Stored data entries
################

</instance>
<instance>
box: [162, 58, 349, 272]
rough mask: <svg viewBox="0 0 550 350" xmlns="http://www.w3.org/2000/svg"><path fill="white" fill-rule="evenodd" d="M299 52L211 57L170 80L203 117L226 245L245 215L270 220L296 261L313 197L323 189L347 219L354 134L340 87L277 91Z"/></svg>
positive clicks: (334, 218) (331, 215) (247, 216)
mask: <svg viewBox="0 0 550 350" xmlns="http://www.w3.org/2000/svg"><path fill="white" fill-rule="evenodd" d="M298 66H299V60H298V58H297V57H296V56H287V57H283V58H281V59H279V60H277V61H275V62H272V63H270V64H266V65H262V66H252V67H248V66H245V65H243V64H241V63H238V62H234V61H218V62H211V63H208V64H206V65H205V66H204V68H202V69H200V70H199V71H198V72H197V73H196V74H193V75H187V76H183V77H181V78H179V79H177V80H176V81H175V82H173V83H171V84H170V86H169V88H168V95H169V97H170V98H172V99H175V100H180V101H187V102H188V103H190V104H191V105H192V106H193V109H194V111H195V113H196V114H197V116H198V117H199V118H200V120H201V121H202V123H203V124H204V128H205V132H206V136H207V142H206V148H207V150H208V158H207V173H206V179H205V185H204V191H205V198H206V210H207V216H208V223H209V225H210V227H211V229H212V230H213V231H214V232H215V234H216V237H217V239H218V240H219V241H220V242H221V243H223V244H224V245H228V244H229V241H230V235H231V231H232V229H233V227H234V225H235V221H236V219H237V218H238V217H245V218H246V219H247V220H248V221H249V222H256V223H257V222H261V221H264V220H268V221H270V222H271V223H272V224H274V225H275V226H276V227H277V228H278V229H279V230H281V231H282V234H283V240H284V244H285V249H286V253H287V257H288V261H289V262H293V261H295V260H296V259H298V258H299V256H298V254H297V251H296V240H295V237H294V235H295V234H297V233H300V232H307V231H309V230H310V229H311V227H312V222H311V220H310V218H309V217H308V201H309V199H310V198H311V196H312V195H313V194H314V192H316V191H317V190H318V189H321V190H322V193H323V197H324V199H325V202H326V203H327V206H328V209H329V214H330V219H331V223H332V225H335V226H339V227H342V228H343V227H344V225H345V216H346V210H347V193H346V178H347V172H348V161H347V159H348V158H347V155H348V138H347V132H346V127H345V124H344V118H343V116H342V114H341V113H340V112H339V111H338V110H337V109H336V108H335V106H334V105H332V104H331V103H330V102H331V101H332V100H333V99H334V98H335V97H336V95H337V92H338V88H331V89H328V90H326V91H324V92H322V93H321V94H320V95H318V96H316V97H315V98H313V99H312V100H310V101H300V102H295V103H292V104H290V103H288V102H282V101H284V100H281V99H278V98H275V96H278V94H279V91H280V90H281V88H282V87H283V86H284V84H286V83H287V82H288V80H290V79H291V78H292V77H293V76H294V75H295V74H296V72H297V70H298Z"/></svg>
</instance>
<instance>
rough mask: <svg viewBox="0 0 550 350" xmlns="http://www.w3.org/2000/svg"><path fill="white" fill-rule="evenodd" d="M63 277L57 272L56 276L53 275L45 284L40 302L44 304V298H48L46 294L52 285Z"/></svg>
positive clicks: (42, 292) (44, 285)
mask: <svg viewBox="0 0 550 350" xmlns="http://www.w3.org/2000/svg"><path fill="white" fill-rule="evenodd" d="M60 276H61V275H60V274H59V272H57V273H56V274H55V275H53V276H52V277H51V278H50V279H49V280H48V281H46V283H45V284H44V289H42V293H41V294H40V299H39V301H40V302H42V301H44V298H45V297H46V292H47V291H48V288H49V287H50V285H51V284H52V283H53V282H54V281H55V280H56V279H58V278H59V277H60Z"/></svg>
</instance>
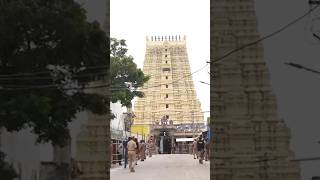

################

# [Your objective]
Here the records must be restated exactly, minus any images.

# [Solution below]
</instance>
<instance>
box: [162, 58, 349, 272]
rough mask: <svg viewBox="0 0 550 350" xmlns="http://www.w3.org/2000/svg"><path fill="white" fill-rule="evenodd" d="M299 52L211 57L170 80L203 117L226 245L245 215L270 220L296 261L313 197L323 189L347 219L354 134L340 87L277 91Z"/></svg>
positive clicks: (334, 218) (331, 215) (247, 216)
mask: <svg viewBox="0 0 550 350" xmlns="http://www.w3.org/2000/svg"><path fill="white" fill-rule="evenodd" d="M298 66H299V60H298V58H297V57H296V56H287V57H283V58H281V59H279V60H277V61H275V62H272V63H270V64H266V65H262V66H252V67H248V66H245V65H243V64H241V63H238V62H234V61H218V62H211V63H208V64H206V65H205V66H204V68H202V69H200V70H199V71H198V72H197V73H196V74H193V75H187V76H183V77H181V78H179V79H177V80H176V81H175V82H173V83H171V84H170V86H169V88H168V95H169V97H170V98H172V99H175V100H180V101H187V102H188V103H190V104H191V105H192V106H193V109H194V111H195V113H196V114H197V116H198V117H199V118H200V120H201V121H202V123H203V124H204V128H205V132H206V136H207V142H206V148H207V150H208V158H207V173H206V179H205V185H204V191H205V198H206V210H207V216H208V223H209V225H210V227H211V229H212V230H213V231H214V232H215V234H216V237H217V239H218V240H219V241H220V242H221V243H223V244H224V245H228V244H229V241H230V235H231V231H232V229H233V227H234V225H235V221H236V219H237V218H238V217H245V218H246V219H247V220H248V221H249V222H256V223H257V222H261V221H264V220H268V221H270V222H271V223H272V224H274V225H275V226H276V227H277V228H278V229H279V230H281V231H282V234H283V240H284V244H285V249H286V253H287V257H288V261H289V262H293V261H295V260H296V259H298V258H299V256H298V254H297V251H296V240H295V237H294V235H295V234H297V233H300V232H307V231H309V230H310V229H311V227H312V222H311V220H310V218H309V217H308V201H309V199H310V198H311V196H312V195H313V194H314V192H316V191H317V190H318V189H321V190H322V193H323V197H324V199H325V202H326V203H327V206H328V209H329V214H330V219H331V223H332V225H335V226H339V227H342V228H343V227H344V225H345V216H346V210H347V193H346V178H347V172H348V161H347V159H348V158H347V155H348V138H347V132H346V127H345V124H344V118H343V116H342V114H341V113H340V112H339V111H338V110H337V109H336V108H335V106H334V105H332V104H331V103H330V102H331V101H332V100H333V99H334V98H335V97H336V95H337V92H338V88H331V89H328V90H326V91H324V92H322V93H321V94H320V95H318V96H316V97H315V98H313V99H312V100H310V101H300V102H295V103H292V104H290V103H288V102H282V101H284V100H281V99H278V98H275V96H278V94H279V91H280V90H281V88H282V87H283V86H284V84H286V83H287V82H288V80H290V79H291V78H292V77H293V76H294V75H295V74H296V72H297V70H298Z"/></svg>
</instance>
<instance>
rough mask: <svg viewBox="0 0 550 350" xmlns="http://www.w3.org/2000/svg"><path fill="white" fill-rule="evenodd" d="M63 277L57 272L56 276L53 275L45 284L40 302L44 304V298H48L46 294L52 285Z"/></svg>
positive clicks: (42, 292) (44, 285)
mask: <svg viewBox="0 0 550 350" xmlns="http://www.w3.org/2000/svg"><path fill="white" fill-rule="evenodd" d="M60 276H61V275H60V274H59V272H57V273H56V274H55V275H53V276H52V277H51V278H50V279H49V280H48V281H46V283H45V284H44V289H42V293H41V294H40V299H39V301H40V302H42V301H44V298H45V297H46V292H47V291H48V288H49V287H50V285H51V284H52V283H53V282H54V281H55V280H56V279H58V278H59V277H60Z"/></svg>
</instance>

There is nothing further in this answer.